Your task: Only the lines holding "green" are wanted. Copy every one from the records below.

Supplied entries:
○ ○ ○ ○ ○ ○ ○
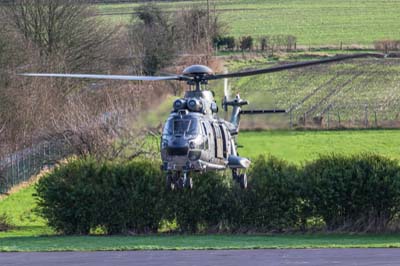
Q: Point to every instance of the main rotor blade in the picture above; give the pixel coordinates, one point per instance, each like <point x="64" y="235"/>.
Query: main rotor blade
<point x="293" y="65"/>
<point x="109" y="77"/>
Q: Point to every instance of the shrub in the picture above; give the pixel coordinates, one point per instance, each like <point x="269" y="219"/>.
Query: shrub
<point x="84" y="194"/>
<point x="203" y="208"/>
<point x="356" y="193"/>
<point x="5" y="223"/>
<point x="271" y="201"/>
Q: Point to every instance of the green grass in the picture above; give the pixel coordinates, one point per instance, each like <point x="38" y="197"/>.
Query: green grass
○ ○ ○ ○ ○ ○ ○
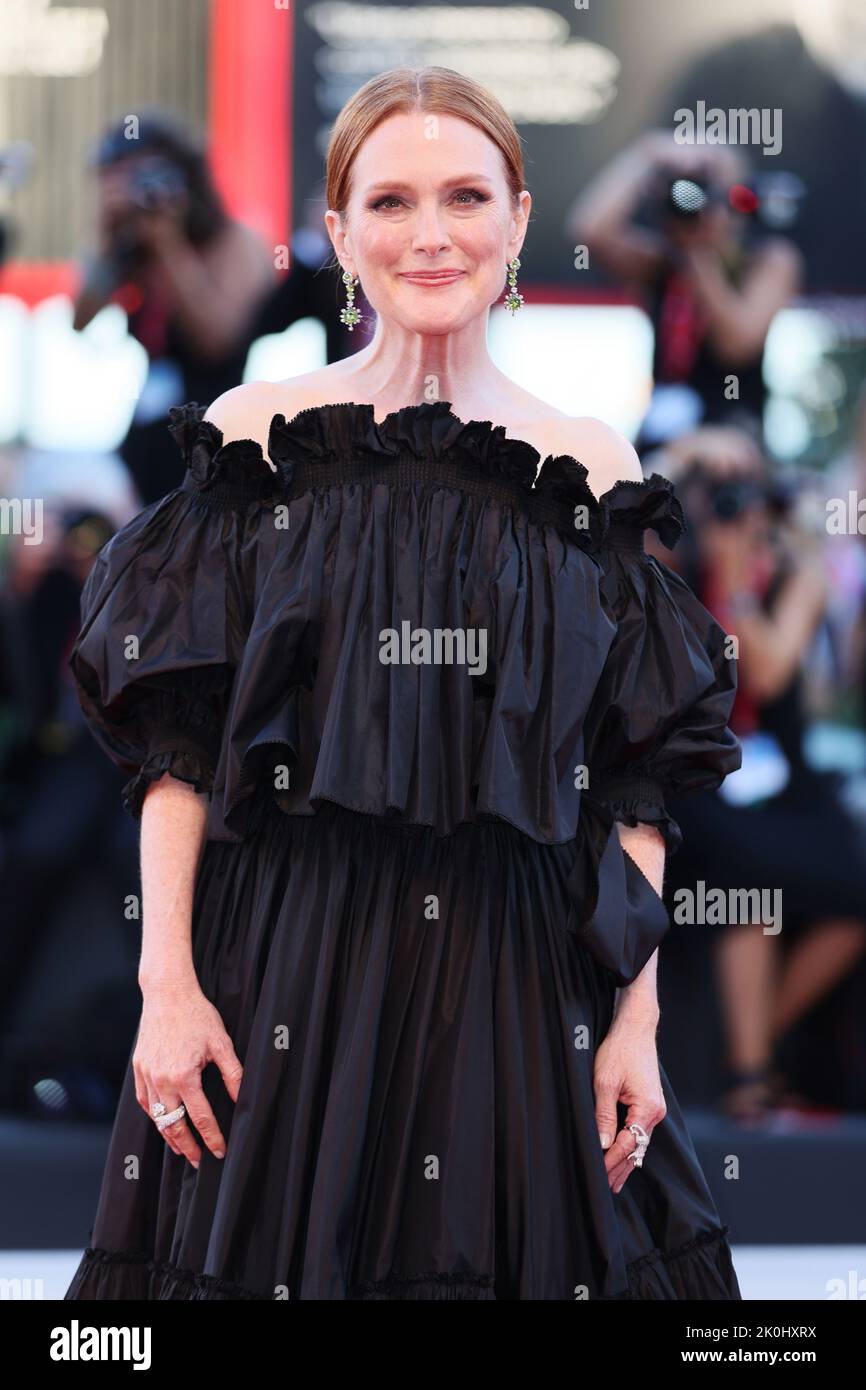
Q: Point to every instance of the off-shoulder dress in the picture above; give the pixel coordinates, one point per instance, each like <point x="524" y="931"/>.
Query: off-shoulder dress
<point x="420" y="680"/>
○ ○ ○ ○ ○ ○ ○
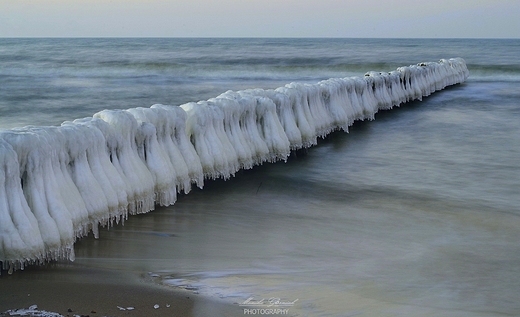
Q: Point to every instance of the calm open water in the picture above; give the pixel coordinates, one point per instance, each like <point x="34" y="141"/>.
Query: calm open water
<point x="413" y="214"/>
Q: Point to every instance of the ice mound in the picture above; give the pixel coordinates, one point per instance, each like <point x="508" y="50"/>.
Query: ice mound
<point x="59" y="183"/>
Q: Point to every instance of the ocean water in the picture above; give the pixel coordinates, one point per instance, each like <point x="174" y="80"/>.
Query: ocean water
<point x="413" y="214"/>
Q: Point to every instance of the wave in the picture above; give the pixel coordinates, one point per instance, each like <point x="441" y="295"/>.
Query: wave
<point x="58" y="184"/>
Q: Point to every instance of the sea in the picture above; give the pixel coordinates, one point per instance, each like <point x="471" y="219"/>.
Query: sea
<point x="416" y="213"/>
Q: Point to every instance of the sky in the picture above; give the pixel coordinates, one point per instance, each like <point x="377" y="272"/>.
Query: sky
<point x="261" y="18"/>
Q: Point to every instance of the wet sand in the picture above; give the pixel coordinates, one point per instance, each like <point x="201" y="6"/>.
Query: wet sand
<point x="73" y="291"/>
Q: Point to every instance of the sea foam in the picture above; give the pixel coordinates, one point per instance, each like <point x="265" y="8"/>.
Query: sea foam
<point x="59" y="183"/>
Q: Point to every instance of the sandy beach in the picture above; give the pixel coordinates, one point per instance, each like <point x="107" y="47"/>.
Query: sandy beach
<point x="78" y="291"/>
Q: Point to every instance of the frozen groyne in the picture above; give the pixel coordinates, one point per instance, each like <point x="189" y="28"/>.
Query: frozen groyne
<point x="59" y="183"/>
○ ○ ○ ○ ○ ○ ○
Response:
Q: Point to every instance of the green grass in the picture above; give the pixel coordinates, one point per instance, each like <point x="38" y="197"/>.
Query: green grass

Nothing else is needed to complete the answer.